_PASSAGE SHOWN:_

■ ■ ■ ■ ■ ■ ■

We are also working to eradicate the wonky coined Hand Forged mark so many of you do not seem to like. I hope that when we do change this, I will not have another massive thread on here! We may look to offering you options on these blades, ie traditional coined/stamped mark or laser marked. There will be costs involved in these options and at this stage, this is something we are working on as Peter Sefton has pointed out.

Moving forward, there are plenty of reasons to buy our saws. We offer a wide range to suit different budgets and use high quality materials in our saws. Our saws have folded brass backs which can be re-tensioned or re-bladed over time. The weight of the heavy brass back offers great balance and basically allows the saw to do the work for you. Our saws often come top of performance tests and are championed by many a user across the world. 
We ship our saws to 40 countries world wide, with the majority being sold in the USA. 

Also, Mr Flinn (and I not a Y) sold the business in 1936 and there's a lot of talk about men being in charge at Flinn on here. Not the case, there's a lot of female involvement and I have been a senior partner for a good few years now, even being the one responsible for the ecommerce business and choosing all tools you view and buy. I have also been in the top 3 at a prestigious Made in Sheffield award for the past 3 years running. I have also recently been profiled as one of the top 100 businesses in the Small Business Saturday UK Campaign. We champion small business and appreciate all our customers as without them, we could not continue. 

I thank you all for your opinions. I am now off to have a cup of tea and get on with the tool orders I have. xxxxx


----------



## ColeyS1

Any talks about changing the shape of the handle ? I bought a clifton no6 and usually vear towards the lumpier more comfortable record no7. I like the green colour but if you can get a better finish with a different colour than so be it !! 
On a side note, I can't imagine not drinking coffee :lol:


----------



## Fromey

G S Haydon":phn7bx7f said:


> Fomey, do you have a link to the saw that was rubbish? What was so bad, the handle, how it was set?

■ ■ ■ ■ ■ ■ ■

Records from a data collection
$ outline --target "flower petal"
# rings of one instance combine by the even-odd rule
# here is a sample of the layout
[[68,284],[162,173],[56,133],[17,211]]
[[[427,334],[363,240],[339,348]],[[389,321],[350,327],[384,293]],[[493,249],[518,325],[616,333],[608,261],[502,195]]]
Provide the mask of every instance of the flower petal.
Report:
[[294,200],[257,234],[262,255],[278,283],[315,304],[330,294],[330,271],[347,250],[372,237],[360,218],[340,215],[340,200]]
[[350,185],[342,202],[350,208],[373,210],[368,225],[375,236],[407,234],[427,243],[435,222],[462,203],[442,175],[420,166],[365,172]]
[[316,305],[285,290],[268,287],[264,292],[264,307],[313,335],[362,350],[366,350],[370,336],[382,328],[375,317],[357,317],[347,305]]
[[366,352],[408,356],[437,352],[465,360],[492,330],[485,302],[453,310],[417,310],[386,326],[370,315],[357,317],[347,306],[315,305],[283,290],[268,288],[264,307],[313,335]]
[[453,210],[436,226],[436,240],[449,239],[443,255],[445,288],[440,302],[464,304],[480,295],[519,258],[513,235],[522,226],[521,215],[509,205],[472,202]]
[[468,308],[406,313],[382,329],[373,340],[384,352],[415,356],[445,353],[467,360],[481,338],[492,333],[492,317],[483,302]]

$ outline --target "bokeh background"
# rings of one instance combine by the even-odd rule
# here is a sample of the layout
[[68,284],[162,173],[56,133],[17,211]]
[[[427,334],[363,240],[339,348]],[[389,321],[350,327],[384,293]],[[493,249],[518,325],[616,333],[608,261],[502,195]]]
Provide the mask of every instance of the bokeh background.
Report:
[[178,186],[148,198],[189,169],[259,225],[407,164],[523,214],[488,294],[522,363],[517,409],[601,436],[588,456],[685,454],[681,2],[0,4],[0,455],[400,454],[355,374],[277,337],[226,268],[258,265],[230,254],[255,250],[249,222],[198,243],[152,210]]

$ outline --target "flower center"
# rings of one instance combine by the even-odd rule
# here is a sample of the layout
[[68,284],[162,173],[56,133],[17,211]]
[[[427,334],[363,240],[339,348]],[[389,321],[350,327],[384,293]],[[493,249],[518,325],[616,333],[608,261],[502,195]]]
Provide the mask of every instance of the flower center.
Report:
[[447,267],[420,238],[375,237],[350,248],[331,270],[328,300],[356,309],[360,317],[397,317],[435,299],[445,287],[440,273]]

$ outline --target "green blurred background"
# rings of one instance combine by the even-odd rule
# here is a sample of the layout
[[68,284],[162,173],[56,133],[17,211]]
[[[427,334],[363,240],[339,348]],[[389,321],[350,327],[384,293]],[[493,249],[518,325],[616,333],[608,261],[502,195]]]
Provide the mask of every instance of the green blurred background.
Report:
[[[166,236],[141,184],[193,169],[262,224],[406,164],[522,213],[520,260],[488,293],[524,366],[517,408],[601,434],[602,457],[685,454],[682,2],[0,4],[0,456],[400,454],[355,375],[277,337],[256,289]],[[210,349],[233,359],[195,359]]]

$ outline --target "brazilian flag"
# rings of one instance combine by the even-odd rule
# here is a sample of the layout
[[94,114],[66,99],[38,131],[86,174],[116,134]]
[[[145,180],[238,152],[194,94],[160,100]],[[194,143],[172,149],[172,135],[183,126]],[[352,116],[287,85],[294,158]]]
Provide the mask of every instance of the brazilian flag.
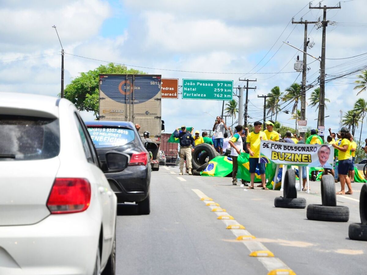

■ ■ ■ ■ ■ ■ ■

_TASKS FOR THIS EXERCISE:_
a) Recast the forum thread's paragraph beginning "We are also working to eradicate" as a short bulleted list, keeping its main facts.
b) Take the forum thread further from its last line.
The material comes from a separate source.

_OUTPUTS FOR THE TASKS:_
a)
- Work is underway to remove the uneven coined "Hand Forged" mark that many customers dislike.
- The writer hopes the change will not set off another huge thread.
- Blades may come with a choice of a traditional coined/stamped mark or a laser mark.
- These options would involve costs and are still being worked on, as Peter Sefton noted.

b)
I bought one of these rip saws (22") http://www.flinn-garlick-saws.co.uk/aca ... ml#SID=529

I hadn't noticed the handle but Chris pointed out it was an uncomfortable design. I suppose that's a matter of taste. The main defect is that the teeth are stamped out and that's it. It's pretty clear from the curved gullet that no/little sharpening has occurred (I'm sure at the time I purchased it back in 2010 it claimed to be "hand sharpened"). The set was irregular when I got it and I've attempted to regularise it. However, it saws about as well as a ripe banana and so sits gathering dust in my shed. It's on my list to experiment with as my first saw sharpening experience.

I should have added the caveat that my summary above is based on single experience and so may not be representative (I've also had one duff QS plane, but I still trust their quality).

The response above from the company is welcome and promising. I look forward to hearing the positive reviews in the future.


----------



## MIGNAL

Isn't perception strange. The finish on a Veritas is _very_ lumpy and I can only recall it being mentioned once - some 8 or 9 years ago. The only time I've ever heard anyone say Veritas Planes have a poor finish. But of course everyone thinks that Veritas are of superb quality. . . so no one really mentions it, yet they are free to have a go at Cliftons hand forged mark. Now you are going to get your very precise, laser engraved 'Clifton', just like the way Lie Nielsen blades are marked. How utterly safe and utterly boring!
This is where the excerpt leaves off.